### [Written exercise]
Filter the records below, copying out each line that contains the string "flower".

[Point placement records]
□ □ □ □

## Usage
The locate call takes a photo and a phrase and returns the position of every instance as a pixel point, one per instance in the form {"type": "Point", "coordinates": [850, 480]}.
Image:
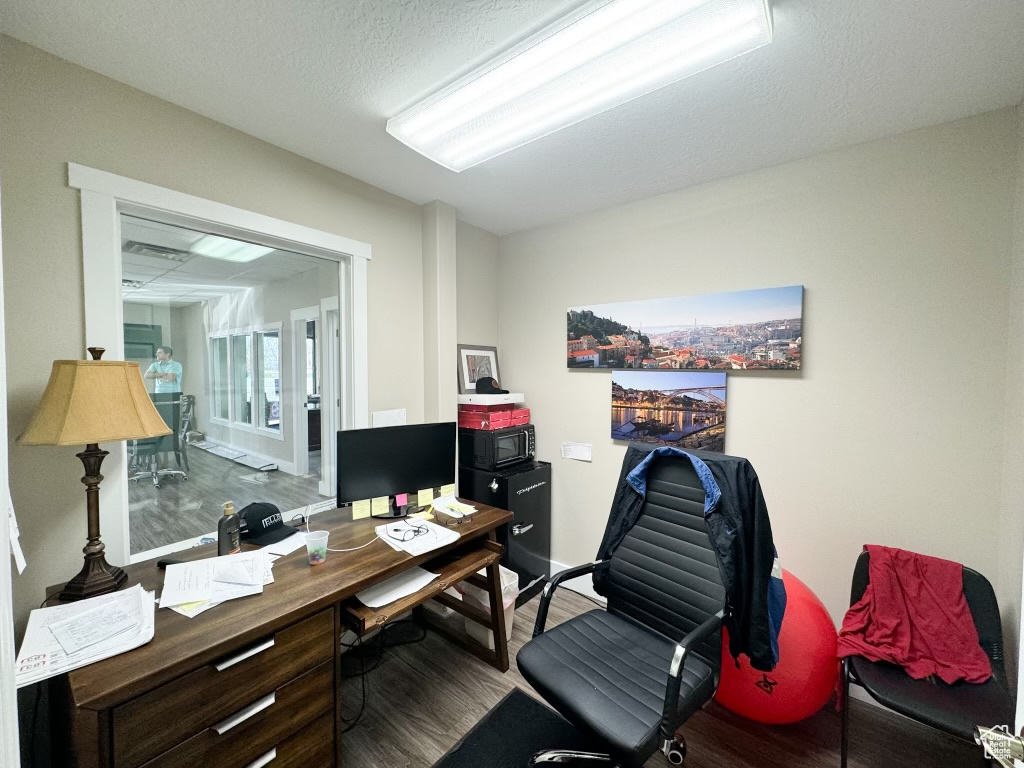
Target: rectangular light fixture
{"type": "Point", "coordinates": [226, 249]}
{"type": "Point", "coordinates": [604, 54]}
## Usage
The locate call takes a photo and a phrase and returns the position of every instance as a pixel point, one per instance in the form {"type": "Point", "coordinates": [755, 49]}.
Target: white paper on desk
{"type": "Point", "coordinates": [451, 506]}
{"type": "Point", "coordinates": [395, 588]}
{"type": "Point", "coordinates": [41, 654]}
{"type": "Point", "coordinates": [15, 544]}
{"type": "Point", "coordinates": [92, 627]}
{"type": "Point", "coordinates": [232, 571]}
{"type": "Point", "coordinates": [287, 546]}
{"type": "Point", "coordinates": [194, 609]}
{"type": "Point", "coordinates": [195, 582]}
{"type": "Point", "coordinates": [436, 536]}
{"type": "Point", "coordinates": [381, 531]}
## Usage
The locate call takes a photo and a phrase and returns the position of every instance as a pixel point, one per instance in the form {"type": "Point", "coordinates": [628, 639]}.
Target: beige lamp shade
{"type": "Point", "coordinates": [90, 401]}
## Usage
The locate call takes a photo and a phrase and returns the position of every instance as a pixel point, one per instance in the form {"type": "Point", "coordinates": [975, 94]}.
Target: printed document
{"type": "Point", "coordinates": [215, 579]}
{"type": "Point", "coordinates": [93, 629]}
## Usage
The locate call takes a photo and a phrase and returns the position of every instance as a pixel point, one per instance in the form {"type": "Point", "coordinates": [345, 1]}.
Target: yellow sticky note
{"type": "Point", "coordinates": [360, 509]}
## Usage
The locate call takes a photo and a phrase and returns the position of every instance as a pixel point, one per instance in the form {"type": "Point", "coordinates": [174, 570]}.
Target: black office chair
{"type": "Point", "coordinates": [144, 454]}
{"type": "Point", "coordinates": [955, 709]}
{"type": "Point", "coordinates": [633, 674]}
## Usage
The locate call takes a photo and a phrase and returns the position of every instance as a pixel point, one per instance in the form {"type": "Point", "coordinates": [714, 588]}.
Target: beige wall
{"type": "Point", "coordinates": [476, 253]}
{"type": "Point", "coordinates": [1011, 530]}
{"type": "Point", "coordinates": [54, 113]}
{"type": "Point", "coordinates": [893, 431]}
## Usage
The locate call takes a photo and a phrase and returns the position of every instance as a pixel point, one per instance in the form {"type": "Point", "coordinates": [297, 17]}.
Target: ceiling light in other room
{"type": "Point", "coordinates": [604, 54]}
{"type": "Point", "coordinates": [225, 249]}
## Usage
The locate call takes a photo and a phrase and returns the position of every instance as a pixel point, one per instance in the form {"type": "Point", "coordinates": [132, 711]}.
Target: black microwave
{"type": "Point", "coordinates": [495, 449]}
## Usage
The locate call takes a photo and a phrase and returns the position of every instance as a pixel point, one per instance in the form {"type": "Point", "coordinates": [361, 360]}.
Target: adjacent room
{"type": "Point", "coordinates": [299, 473]}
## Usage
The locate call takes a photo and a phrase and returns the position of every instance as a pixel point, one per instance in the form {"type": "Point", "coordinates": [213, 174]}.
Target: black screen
{"type": "Point", "coordinates": [387, 461]}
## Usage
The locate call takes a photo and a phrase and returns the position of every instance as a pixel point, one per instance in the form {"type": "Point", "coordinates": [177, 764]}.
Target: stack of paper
{"type": "Point", "coordinates": [449, 505]}
{"type": "Point", "coordinates": [395, 588]}
{"type": "Point", "coordinates": [417, 537]}
{"type": "Point", "coordinates": [192, 588]}
{"type": "Point", "coordinates": [66, 637]}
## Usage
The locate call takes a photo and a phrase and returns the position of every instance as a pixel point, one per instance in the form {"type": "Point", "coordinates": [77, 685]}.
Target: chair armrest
{"type": "Point", "coordinates": [551, 586]}
{"type": "Point", "coordinates": [696, 636]}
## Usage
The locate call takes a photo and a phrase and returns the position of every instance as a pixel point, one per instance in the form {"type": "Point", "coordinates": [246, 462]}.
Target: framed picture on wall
{"type": "Point", "coordinates": [475, 363]}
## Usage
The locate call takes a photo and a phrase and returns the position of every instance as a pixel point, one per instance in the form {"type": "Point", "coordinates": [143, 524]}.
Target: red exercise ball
{"type": "Point", "coordinates": [805, 677]}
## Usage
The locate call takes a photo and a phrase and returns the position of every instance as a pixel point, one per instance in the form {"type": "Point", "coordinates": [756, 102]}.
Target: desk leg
{"type": "Point", "coordinates": [497, 613]}
{"type": "Point", "coordinates": [339, 631]}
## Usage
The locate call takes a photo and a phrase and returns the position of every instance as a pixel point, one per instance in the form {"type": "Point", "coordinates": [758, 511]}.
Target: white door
{"type": "Point", "coordinates": [8, 699]}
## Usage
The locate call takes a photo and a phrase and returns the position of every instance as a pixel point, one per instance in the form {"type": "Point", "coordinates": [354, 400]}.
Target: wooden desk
{"type": "Point", "coordinates": [160, 705]}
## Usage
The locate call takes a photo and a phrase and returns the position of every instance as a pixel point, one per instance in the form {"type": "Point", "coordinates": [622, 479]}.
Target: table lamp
{"type": "Point", "coordinates": [86, 402]}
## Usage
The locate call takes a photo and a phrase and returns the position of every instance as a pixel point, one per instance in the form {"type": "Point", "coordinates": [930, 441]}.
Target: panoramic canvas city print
{"type": "Point", "coordinates": [683, 409]}
{"type": "Point", "coordinates": [742, 330]}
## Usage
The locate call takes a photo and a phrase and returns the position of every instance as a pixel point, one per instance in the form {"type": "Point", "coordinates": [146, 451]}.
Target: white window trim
{"type": "Point", "coordinates": [230, 422]}
{"type": "Point", "coordinates": [103, 198]}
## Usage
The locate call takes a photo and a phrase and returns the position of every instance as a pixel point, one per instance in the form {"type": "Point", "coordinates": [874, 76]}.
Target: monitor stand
{"type": "Point", "coordinates": [395, 510]}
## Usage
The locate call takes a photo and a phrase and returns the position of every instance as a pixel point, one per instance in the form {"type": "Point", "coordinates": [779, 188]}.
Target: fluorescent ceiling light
{"type": "Point", "coordinates": [228, 250]}
{"type": "Point", "coordinates": [606, 53]}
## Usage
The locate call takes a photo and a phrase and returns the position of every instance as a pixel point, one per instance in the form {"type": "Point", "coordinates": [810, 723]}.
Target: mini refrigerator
{"type": "Point", "coordinates": [524, 489]}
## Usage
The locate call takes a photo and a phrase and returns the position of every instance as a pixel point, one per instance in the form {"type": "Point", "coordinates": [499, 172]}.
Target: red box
{"type": "Point", "coordinates": [498, 420]}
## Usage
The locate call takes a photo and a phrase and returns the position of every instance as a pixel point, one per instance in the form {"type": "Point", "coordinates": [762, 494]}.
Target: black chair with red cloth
{"type": "Point", "coordinates": [955, 709]}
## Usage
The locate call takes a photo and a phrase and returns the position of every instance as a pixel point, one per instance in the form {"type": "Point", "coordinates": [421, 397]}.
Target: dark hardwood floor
{"type": "Point", "coordinates": [180, 510]}
{"type": "Point", "coordinates": [424, 696]}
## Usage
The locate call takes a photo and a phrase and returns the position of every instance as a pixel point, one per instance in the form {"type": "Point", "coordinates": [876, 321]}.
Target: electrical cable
{"type": "Point", "coordinates": [376, 647]}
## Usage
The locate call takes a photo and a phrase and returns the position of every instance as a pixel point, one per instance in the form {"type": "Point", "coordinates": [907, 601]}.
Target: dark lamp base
{"type": "Point", "coordinates": [96, 578]}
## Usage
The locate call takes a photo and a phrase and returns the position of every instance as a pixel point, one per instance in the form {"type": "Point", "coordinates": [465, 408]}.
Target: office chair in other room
{"type": "Point", "coordinates": [145, 453]}
{"type": "Point", "coordinates": [633, 674]}
{"type": "Point", "coordinates": [955, 709]}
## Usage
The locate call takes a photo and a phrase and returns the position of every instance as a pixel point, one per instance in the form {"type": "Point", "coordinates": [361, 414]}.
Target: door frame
{"type": "Point", "coordinates": [333, 382]}
{"type": "Point", "coordinates": [300, 453]}
{"type": "Point", "coordinates": [103, 198]}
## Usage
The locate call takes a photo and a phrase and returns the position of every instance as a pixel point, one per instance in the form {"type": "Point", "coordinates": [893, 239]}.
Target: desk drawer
{"type": "Point", "coordinates": [163, 718]}
{"type": "Point", "coordinates": [312, 747]}
{"type": "Point", "coordinates": [247, 736]}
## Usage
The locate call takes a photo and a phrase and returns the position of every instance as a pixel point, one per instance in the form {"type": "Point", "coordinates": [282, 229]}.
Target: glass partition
{"type": "Point", "coordinates": [210, 322]}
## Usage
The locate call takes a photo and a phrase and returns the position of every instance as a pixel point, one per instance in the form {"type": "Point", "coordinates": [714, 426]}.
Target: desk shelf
{"type": "Point", "coordinates": [452, 569]}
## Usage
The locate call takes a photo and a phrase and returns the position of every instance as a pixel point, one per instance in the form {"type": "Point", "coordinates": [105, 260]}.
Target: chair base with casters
{"type": "Point", "coordinates": [630, 676]}
{"type": "Point", "coordinates": [955, 709]}
{"type": "Point", "coordinates": [155, 473]}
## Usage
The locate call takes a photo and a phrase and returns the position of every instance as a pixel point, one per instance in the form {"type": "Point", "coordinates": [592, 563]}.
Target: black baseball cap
{"type": "Point", "coordinates": [487, 385]}
{"type": "Point", "coordinates": [261, 523]}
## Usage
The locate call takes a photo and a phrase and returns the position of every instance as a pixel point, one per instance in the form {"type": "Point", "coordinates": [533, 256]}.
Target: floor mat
{"type": "Point", "coordinates": [511, 733]}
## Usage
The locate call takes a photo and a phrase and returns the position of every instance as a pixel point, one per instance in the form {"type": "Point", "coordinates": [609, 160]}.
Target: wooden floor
{"type": "Point", "coordinates": [425, 696]}
{"type": "Point", "coordinates": [180, 510]}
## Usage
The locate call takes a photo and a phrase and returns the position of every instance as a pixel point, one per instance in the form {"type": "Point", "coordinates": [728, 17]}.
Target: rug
{"type": "Point", "coordinates": [511, 733]}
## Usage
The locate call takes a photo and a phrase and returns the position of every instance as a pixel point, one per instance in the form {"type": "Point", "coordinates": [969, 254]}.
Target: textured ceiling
{"type": "Point", "coordinates": [322, 77]}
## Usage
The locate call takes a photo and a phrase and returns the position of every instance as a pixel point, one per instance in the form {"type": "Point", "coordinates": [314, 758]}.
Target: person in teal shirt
{"type": "Point", "coordinates": [165, 372]}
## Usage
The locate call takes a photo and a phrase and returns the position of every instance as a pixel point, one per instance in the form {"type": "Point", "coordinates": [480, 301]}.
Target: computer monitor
{"type": "Point", "coordinates": [390, 461]}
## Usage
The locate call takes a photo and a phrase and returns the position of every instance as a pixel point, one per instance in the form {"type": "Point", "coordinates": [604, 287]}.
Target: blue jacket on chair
{"type": "Point", "coordinates": [739, 532]}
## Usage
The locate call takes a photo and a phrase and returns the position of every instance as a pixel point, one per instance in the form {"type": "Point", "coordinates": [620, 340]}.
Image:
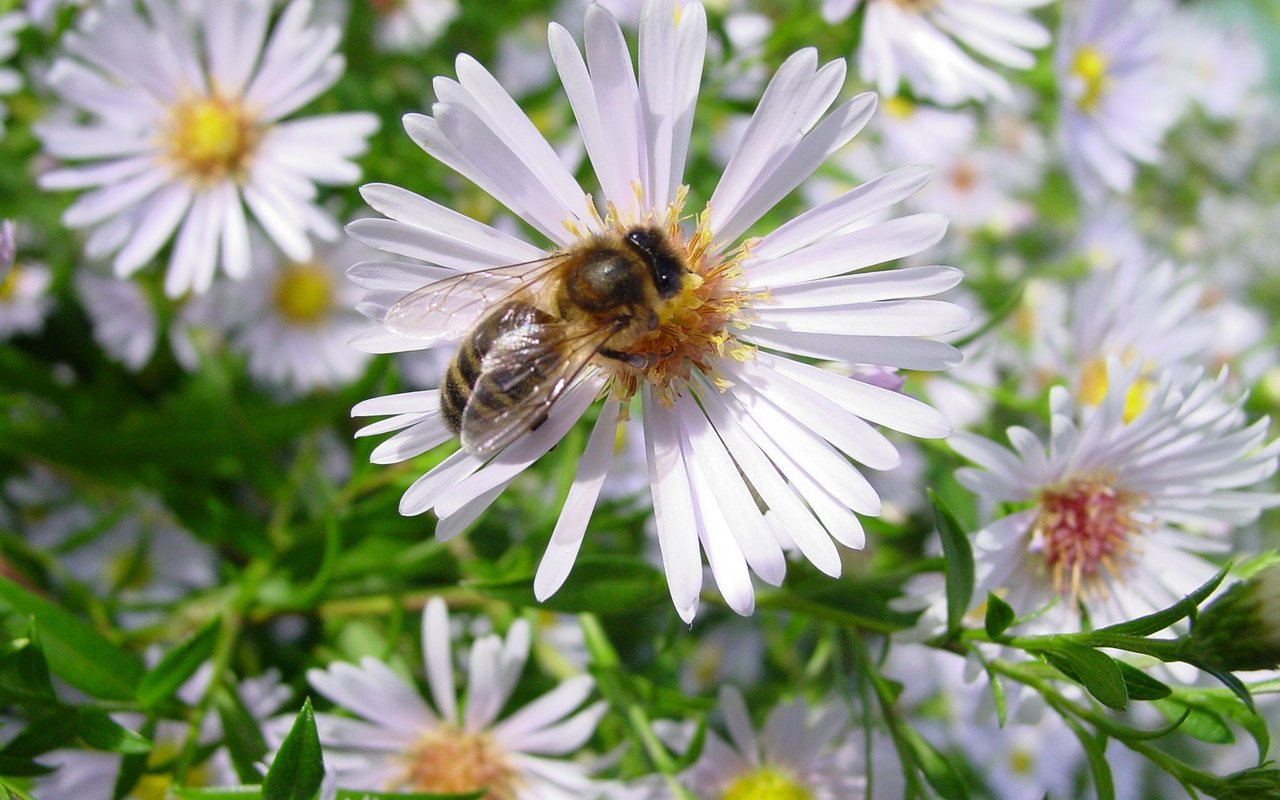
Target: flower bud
{"type": "Point", "coordinates": [1240, 630]}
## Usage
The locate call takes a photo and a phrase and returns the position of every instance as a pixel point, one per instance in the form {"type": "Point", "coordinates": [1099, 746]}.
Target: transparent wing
{"type": "Point", "coordinates": [522, 376]}
{"type": "Point", "coordinates": [446, 309]}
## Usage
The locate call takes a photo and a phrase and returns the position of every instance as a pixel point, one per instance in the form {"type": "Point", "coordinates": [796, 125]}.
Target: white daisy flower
{"type": "Point", "coordinates": [1118, 503]}
{"type": "Point", "coordinates": [412, 24]}
{"type": "Point", "coordinates": [400, 743]}
{"type": "Point", "coordinates": [24, 298]}
{"type": "Point", "coordinates": [91, 775]}
{"type": "Point", "coordinates": [1221, 68]}
{"type": "Point", "coordinates": [186, 127]}
{"type": "Point", "coordinates": [796, 754]}
{"type": "Point", "coordinates": [919, 41]}
{"type": "Point", "coordinates": [1116, 88]}
{"type": "Point", "coordinates": [728, 415]}
{"type": "Point", "coordinates": [296, 319]}
{"type": "Point", "coordinates": [1150, 315]}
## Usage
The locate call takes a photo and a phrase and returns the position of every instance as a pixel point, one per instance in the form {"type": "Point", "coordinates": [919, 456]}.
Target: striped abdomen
{"type": "Point", "coordinates": [464, 393]}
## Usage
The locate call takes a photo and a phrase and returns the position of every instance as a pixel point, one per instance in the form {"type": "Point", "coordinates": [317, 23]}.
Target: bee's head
{"type": "Point", "coordinates": [668, 270]}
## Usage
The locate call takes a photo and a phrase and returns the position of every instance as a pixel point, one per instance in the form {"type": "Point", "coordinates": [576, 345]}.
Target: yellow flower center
{"type": "Point", "coordinates": [453, 762]}
{"type": "Point", "coordinates": [694, 325]}
{"type": "Point", "coordinates": [1091, 68]}
{"type": "Point", "coordinates": [211, 138]}
{"type": "Point", "coordinates": [9, 284]}
{"type": "Point", "coordinates": [1093, 389]}
{"type": "Point", "coordinates": [1084, 529]}
{"type": "Point", "coordinates": [304, 293]}
{"type": "Point", "coordinates": [766, 784]}
{"type": "Point", "coordinates": [1022, 760]}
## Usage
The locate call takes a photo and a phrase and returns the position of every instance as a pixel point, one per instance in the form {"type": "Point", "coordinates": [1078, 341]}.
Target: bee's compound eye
{"type": "Point", "coordinates": [643, 240]}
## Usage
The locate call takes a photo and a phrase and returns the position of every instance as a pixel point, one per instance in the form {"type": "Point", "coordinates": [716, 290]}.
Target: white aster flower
{"type": "Point", "coordinates": [728, 415]}
{"type": "Point", "coordinates": [184, 127]}
{"type": "Point", "coordinates": [23, 288]}
{"type": "Point", "coordinates": [796, 755]}
{"type": "Point", "coordinates": [296, 319]}
{"type": "Point", "coordinates": [412, 24]}
{"type": "Point", "coordinates": [127, 324]}
{"type": "Point", "coordinates": [91, 775]}
{"type": "Point", "coordinates": [1116, 90]}
{"type": "Point", "coordinates": [403, 744]}
{"type": "Point", "coordinates": [1118, 503]}
{"type": "Point", "coordinates": [919, 40]}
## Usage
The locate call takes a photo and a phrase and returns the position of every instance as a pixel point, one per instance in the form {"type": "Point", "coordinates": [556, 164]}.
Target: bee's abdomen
{"type": "Point", "coordinates": [462, 385]}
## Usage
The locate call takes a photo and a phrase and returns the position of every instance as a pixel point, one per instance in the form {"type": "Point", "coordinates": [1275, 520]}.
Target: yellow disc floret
{"type": "Point", "coordinates": [452, 762]}
{"type": "Point", "coordinates": [766, 784]}
{"type": "Point", "coordinates": [304, 293]}
{"type": "Point", "coordinates": [1091, 68]}
{"type": "Point", "coordinates": [211, 138]}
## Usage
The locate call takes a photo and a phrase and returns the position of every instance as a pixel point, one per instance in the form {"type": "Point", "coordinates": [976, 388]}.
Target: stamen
{"type": "Point", "coordinates": [1086, 524]}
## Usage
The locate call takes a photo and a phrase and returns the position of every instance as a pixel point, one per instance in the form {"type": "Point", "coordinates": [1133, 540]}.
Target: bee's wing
{"type": "Point", "coordinates": [535, 369]}
{"type": "Point", "coordinates": [448, 307]}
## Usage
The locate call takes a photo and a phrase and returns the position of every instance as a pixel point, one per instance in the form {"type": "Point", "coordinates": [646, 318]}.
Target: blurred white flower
{"type": "Point", "coordinates": [919, 41]}
{"type": "Point", "coordinates": [295, 319]}
{"type": "Point", "coordinates": [24, 298]}
{"type": "Point", "coordinates": [798, 754]}
{"type": "Point", "coordinates": [1121, 498]}
{"type": "Point", "coordinates": [406, 26]}
{"type": "Point", "coordinates": [1118, 91]}
{"type": "Point", "coordinates": [91, 775]}
{"type": "Point", "coordinates": [725, 421]}
{"type": "Point", "coordinates": [126, 321]}
{"type": "Point", "coordinates": [182, 124]}
{"type": "Point", "coordinates": [400, 743]}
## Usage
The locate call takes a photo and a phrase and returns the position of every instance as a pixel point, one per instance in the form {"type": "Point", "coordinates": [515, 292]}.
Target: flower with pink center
{"type": "Point", "coordinates": [1121, 503]}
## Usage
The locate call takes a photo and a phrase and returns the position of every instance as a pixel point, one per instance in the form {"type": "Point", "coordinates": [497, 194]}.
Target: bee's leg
{"type": "Point", "coordinates": [631, 360]}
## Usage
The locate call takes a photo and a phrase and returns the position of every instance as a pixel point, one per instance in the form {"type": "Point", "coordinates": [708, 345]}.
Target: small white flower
{"type": "Point", "coordinates": [184, 127]}
{"type": "Point", "coordinates": [400, 743]}
{"type": "Point", "coordinates": [1120, 499]}
{"type": "Point", "coordinates": [728, 412]}
{"type": "Point", "coordinates": [796, 755]}
{"type": "Point", "coordinates": [91, 775]}
{"type": "Point", "coordinates": [296, 319]}
{"type": "Point", "coordinates": [23, 288]}
{"type": "Point", "coordinates": [126, 323]}
{"type": "Point", "coordinates": [919, 40]}
{"type": "Point", "coordinates": [412, 24]}
{"type": "Point", "coordinates": [1118, 91]}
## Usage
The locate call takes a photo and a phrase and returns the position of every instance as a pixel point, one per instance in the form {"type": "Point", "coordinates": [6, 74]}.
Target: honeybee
{"type": "Point", "coordinates": [534, 327]}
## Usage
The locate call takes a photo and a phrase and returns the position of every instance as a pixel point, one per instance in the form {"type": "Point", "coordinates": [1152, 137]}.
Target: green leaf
{"type": "Point", "coordinates": [218, 792]}
{"type": "Point", "coordinates": [1201, 723]}
{"type": "Point", "coordinates": [21, 767]}
{"type": "Point", "coordinates": [1096, 753]}
{"type": "Point", "coordinates": [177, 666]}
{"type": "Point", "coordinates": [99, 731]}
{"type": "Point", "coordinates": [1142, 686]}
{"type": "Point", "coordinates": [298, 767]}
{"type": "Point", "coordinates": [1096, 671]}
{"type": "Point", "coordinates": [1000, 616]}
{"type": "Point", "coordinates": [245, 740]}
{"type": "Point", "coordinates": [1159, 621]}
{"type": "Point", "coordinates": [958, 554]}
{"type": "Point", "coordinates": [355, 794]}
{"type": "Point", "coordinates": [24, 673]}
{"type": "Point", "coordinates": [76, 652]}
{"type": "Point", "coordinates": [937, 771]}
{"type": "Point", "coordinates": [599, 584]}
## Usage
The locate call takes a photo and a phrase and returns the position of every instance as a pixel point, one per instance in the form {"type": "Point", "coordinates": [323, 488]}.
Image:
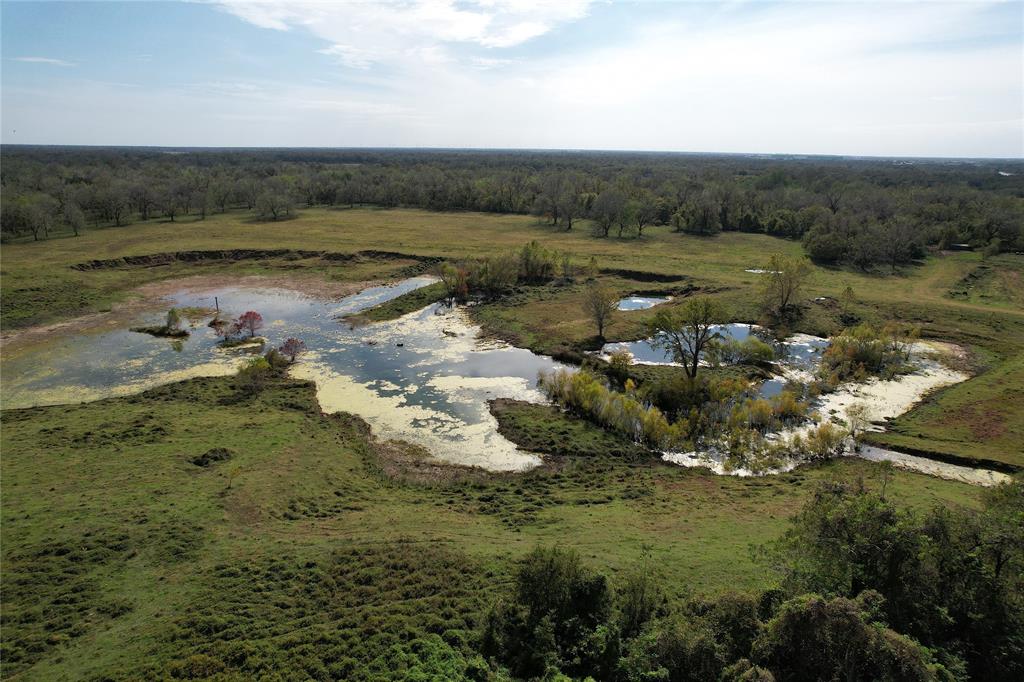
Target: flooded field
{"type": "Point", "coordinates": [801, 351]}
{"type": "Point", "coordinates": [423, 378]}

□ □ □ □

### [Solution]
Target: flower bud
Target: white daisy flower
Target: yellow flower center
Target: white aster flower
Target: blurred white flower
Target: flower with pink center
Target: small white flower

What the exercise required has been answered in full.